(Collected data entries)
***
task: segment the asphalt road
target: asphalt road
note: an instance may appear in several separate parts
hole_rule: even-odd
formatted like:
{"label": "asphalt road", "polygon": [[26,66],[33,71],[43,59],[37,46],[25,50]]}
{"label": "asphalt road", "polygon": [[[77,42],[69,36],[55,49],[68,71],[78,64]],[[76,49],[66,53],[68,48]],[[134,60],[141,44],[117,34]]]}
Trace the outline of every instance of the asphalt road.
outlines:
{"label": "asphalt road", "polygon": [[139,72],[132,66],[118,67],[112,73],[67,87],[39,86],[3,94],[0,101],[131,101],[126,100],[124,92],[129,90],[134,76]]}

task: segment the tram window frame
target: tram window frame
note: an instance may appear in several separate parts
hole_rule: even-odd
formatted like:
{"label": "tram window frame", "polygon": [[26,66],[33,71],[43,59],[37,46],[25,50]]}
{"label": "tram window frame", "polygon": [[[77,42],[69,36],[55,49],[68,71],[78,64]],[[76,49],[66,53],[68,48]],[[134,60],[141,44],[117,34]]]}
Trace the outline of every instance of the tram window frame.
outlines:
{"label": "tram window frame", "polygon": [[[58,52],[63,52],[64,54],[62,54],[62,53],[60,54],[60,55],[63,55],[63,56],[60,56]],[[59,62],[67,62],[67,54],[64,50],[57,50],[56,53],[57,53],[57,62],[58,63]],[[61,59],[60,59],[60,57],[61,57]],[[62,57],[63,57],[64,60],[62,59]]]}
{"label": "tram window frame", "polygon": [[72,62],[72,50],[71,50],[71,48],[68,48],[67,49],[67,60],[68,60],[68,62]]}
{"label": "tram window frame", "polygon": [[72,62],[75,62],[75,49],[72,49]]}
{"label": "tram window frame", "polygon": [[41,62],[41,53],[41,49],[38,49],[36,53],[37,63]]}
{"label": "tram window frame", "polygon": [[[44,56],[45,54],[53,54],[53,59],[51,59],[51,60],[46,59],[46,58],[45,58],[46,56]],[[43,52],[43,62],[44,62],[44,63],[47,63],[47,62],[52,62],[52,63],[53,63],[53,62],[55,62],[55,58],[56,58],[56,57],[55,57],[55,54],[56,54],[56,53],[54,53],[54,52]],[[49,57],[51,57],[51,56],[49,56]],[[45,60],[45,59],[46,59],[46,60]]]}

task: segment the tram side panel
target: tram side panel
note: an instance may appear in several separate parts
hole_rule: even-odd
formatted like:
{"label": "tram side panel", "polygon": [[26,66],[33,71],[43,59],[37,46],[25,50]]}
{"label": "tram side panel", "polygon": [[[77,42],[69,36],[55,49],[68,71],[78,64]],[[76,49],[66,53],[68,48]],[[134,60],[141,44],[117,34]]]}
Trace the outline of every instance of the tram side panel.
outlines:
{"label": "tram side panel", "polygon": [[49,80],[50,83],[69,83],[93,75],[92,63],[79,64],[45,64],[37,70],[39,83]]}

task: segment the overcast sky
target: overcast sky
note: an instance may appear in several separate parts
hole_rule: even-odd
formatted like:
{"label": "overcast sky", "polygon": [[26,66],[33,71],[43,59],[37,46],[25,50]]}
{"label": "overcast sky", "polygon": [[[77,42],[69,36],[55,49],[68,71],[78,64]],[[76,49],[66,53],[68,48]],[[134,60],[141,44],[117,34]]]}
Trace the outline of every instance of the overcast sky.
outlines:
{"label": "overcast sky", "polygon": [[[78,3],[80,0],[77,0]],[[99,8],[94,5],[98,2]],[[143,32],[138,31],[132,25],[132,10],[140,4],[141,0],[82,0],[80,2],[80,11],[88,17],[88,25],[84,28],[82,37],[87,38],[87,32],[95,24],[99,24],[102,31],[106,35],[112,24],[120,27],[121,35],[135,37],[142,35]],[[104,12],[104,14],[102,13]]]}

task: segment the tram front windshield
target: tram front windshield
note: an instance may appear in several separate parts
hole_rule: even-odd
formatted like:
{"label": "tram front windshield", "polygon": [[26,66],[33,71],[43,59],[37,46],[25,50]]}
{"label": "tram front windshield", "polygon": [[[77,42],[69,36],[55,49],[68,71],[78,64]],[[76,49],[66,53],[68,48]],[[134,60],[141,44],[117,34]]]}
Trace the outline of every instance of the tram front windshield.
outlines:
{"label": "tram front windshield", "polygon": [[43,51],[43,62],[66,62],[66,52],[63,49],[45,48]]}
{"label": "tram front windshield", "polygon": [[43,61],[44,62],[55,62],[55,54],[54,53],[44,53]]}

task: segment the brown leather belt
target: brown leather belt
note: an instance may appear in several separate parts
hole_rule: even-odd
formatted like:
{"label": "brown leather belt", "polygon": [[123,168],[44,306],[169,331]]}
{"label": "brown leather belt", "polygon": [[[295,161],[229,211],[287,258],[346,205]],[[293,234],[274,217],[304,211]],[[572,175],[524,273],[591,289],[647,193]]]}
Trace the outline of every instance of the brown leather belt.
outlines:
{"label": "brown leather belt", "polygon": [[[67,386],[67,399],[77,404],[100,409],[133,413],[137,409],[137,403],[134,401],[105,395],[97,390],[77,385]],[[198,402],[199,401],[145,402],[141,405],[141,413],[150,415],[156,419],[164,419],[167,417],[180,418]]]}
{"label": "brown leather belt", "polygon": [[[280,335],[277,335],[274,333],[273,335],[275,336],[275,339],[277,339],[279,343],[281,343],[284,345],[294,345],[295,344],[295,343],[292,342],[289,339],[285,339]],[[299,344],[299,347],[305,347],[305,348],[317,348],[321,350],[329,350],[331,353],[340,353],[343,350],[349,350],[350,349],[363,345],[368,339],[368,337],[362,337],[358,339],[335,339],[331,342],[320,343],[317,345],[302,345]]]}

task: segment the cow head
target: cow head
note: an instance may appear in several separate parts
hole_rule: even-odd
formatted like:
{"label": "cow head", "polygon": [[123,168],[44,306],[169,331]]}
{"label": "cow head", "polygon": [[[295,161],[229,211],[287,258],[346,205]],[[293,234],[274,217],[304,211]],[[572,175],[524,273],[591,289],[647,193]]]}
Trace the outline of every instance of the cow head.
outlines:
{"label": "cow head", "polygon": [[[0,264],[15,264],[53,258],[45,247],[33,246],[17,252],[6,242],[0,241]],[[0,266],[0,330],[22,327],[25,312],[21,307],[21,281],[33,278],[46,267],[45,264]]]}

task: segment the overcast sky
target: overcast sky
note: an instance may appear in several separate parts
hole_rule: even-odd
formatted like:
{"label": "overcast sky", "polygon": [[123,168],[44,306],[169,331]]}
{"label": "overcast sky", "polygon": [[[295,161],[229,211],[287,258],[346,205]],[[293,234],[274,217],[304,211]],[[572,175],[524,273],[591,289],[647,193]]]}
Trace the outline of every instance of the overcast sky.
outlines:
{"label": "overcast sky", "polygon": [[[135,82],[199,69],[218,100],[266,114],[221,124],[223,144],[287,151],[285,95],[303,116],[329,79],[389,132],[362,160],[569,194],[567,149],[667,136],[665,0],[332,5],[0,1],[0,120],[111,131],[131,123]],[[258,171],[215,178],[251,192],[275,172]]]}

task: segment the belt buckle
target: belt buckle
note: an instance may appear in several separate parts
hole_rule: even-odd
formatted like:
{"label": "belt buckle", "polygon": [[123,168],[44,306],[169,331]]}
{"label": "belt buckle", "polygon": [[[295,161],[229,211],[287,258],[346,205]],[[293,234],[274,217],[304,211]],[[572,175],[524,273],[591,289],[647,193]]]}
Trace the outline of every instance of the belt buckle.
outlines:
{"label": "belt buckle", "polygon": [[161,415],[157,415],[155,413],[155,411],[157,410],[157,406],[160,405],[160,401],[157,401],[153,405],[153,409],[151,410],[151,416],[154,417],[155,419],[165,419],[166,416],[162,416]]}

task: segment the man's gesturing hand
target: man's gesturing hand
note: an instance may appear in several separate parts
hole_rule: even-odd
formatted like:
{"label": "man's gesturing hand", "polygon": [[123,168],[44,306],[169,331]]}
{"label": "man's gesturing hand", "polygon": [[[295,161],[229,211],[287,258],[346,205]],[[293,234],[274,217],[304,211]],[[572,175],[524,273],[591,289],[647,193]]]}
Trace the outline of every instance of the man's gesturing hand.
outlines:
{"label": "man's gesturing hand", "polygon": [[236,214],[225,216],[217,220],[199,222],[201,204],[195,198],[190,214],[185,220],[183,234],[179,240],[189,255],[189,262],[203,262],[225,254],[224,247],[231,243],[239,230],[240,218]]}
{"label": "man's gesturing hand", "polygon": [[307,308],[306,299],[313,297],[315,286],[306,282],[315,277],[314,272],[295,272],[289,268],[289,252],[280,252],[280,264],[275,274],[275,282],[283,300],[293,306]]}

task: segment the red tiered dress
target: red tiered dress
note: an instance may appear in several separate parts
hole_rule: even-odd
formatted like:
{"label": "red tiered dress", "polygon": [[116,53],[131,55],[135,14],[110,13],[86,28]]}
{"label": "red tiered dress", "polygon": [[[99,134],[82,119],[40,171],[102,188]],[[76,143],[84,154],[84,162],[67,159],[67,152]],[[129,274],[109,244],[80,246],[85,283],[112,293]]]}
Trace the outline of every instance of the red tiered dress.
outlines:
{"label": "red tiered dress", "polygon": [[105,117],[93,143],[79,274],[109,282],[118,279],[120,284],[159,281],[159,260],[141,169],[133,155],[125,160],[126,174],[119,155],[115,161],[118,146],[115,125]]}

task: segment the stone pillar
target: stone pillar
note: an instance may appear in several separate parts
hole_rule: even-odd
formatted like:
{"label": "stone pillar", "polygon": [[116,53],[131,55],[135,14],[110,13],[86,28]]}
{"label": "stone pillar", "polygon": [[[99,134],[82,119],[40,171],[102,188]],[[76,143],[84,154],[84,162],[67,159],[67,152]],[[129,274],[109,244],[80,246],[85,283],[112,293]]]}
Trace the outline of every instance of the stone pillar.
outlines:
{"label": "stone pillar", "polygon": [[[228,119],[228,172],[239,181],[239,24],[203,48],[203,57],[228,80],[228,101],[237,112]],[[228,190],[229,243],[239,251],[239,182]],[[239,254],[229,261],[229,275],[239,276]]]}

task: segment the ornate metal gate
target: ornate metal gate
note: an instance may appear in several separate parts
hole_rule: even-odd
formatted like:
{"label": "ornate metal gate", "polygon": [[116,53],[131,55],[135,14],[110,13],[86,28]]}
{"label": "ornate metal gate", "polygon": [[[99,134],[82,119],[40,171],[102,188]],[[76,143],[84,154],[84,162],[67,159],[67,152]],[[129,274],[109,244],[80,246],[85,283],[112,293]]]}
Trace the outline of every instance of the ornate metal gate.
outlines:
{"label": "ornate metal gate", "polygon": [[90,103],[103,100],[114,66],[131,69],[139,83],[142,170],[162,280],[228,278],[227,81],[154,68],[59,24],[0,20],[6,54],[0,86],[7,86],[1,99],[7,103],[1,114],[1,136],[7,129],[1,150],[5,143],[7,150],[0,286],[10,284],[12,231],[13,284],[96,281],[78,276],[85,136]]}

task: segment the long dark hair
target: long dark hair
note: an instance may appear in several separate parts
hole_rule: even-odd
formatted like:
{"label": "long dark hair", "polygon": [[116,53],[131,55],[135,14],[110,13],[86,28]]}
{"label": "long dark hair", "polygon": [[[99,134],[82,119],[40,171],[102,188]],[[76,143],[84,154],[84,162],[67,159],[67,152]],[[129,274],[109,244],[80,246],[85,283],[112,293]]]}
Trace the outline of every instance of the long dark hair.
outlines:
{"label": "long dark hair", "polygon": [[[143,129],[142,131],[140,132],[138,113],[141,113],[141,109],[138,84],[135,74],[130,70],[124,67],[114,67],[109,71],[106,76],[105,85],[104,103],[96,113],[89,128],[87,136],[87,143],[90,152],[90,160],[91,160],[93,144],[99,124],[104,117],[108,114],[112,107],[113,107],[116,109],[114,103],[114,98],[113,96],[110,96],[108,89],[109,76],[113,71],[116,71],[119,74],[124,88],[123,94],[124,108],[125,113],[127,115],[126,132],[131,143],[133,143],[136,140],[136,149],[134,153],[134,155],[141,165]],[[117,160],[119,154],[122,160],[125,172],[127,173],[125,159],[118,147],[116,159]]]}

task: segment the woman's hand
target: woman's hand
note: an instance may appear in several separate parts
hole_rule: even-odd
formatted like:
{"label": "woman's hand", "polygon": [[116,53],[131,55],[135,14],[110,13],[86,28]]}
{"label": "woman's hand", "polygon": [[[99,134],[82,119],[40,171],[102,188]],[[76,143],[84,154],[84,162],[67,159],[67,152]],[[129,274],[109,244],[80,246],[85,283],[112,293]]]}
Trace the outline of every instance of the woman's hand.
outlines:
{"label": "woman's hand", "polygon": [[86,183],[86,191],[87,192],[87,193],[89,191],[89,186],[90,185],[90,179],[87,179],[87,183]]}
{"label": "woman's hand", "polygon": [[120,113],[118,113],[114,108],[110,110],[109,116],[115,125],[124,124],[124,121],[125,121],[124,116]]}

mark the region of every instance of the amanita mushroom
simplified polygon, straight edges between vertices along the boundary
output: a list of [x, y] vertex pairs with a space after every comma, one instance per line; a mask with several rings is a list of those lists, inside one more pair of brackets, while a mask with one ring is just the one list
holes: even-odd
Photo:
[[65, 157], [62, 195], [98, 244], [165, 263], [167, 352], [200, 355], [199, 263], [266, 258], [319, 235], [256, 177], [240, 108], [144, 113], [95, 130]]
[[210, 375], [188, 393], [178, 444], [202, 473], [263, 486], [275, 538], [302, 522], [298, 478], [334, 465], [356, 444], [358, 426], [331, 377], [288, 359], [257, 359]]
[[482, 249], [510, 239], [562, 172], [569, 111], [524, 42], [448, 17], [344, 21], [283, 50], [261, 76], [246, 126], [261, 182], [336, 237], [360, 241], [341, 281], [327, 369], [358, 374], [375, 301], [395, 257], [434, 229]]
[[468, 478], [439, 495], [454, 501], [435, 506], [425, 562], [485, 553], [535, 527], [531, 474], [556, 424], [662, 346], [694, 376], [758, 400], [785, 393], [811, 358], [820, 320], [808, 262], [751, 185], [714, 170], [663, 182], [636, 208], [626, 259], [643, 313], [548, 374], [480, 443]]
***
■ Task requirements ■
Each line from the one containing "mark the region" to the final line of the entries above must be returned exactly, and no other line may appear.

■ Exercise solution ■
mark the region of every instance of the amanita mushroom
simplified polygon, straight edges between vertices along the boundary
output: a list of [x, y] vertex pairs with a space after every comma, one instance per line; a mask with several rings is a list of those lists, inside one more pair of brackets, while a mask with one ring is just the one list
holes: even-odd
Photo:
[[65, 157], [62, 195], [98, 244], [165, 263], [167, 352], [200, 355], [199, 263], [266, 258], [319, 235], [256, 177], [240, 108], [144, 113], [95, 130]]
[[210, 375], [188, 393], [178, 444], [202, 473], [263, 486], [275, 538], [302, 522], [298, 478], [334, 465], [356, 444], [358, 426], [331, 377], [288, 359], [257, 359]]
[[482, 249], [510, 239], [562, 172], [569, 111], [524, 42], [448, 17], [344, 21], [283, 50], [261, 76], [246, 126], [261, 182], [336, 237], [360, 241], [341, 281], [327, 369], [358, 374], [375, 301], [395, 257], [434, 229]]
[[468, 478], [439, 495], [454, 501], [435, 506], [425, 562], [485, 553], [535, 527], [531, 474], [556, 424], [662, 346], [694, 376], [758, 400], [785, 393], [811, 358], [820, 320], [808, 262], [751, 185], [714, 170], [663, 182], [636, 208], [626, 259], [643, 313], [548, 374], [480, 443]]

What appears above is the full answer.